§ **The task**
Rewrite the records from the line with "it: point(36, 92)." up to and including the line with "point(76, 32)", requests and all, and give only those lines. Multiply every coordinate in the answer points by 2.35 and round to whole numbers, halves up, but leave the numbers in the requests and their sample points unchanged.

§ **Dataset extract**
--- begin ---
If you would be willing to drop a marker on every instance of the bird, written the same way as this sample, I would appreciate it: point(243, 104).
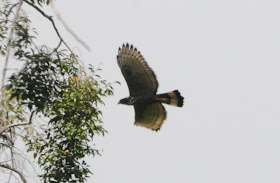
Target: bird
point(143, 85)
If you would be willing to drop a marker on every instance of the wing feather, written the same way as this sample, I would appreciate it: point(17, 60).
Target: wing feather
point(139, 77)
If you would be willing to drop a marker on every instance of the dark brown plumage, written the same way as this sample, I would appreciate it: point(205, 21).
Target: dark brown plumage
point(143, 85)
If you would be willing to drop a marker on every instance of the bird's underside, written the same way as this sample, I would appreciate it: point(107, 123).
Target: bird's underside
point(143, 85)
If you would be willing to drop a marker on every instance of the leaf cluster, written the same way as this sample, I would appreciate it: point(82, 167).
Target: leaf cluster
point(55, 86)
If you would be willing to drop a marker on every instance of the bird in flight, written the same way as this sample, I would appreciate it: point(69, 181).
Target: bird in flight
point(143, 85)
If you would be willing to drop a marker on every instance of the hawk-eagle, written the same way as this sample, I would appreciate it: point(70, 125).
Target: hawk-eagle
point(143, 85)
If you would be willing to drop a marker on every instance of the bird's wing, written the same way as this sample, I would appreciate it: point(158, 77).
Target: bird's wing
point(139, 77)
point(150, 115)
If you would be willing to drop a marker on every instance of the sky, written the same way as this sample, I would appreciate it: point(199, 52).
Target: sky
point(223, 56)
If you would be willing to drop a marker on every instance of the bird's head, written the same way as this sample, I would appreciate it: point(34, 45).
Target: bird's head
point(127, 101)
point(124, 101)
--- end ---
--- begin ---
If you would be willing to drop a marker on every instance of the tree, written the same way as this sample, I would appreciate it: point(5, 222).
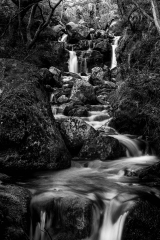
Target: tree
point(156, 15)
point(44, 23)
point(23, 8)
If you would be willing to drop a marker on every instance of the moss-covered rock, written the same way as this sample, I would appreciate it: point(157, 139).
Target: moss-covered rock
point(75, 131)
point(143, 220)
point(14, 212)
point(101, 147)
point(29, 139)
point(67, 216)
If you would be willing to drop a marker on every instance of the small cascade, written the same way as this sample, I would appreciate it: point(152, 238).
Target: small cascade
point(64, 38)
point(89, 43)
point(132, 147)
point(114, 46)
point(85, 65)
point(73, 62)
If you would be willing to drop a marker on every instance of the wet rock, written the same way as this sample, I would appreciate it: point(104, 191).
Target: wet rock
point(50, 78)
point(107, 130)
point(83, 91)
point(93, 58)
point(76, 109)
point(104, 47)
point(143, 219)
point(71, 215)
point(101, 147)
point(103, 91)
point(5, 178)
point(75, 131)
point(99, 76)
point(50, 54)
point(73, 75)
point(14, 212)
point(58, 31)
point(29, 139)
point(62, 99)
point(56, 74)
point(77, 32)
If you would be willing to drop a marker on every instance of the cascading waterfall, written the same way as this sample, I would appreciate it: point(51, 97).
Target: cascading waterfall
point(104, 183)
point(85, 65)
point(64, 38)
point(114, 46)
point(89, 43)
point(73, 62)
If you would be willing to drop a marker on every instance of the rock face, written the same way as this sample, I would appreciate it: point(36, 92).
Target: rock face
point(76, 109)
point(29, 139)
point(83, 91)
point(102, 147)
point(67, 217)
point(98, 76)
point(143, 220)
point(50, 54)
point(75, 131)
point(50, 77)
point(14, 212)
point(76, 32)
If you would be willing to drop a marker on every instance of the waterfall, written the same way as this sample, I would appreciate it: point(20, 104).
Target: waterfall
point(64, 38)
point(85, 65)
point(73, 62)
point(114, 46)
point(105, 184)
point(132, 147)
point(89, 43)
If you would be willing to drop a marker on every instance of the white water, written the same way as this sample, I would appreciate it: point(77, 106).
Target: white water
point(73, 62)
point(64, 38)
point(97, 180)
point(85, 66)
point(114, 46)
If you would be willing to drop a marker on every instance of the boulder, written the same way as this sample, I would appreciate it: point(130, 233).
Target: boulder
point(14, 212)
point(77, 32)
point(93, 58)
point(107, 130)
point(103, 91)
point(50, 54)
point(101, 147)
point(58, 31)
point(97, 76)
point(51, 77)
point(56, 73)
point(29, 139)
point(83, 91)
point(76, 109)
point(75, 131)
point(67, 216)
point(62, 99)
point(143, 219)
--- end ---
§ **Reply to the exercise**
If you would be willing to drop a marker on every instance of the rock face, written the same way as this sample, I would appreciate it: point(36, 92).
Target: rock face
point(179, 256)
point(68, 327)
point(195, 214)
point(240, 345)
point(157, 510)
point(230, 179)
point(336, 517)
point(118, 127)
point(176, 308)
point(118, 181)
point(33, 498)
point(179, 75)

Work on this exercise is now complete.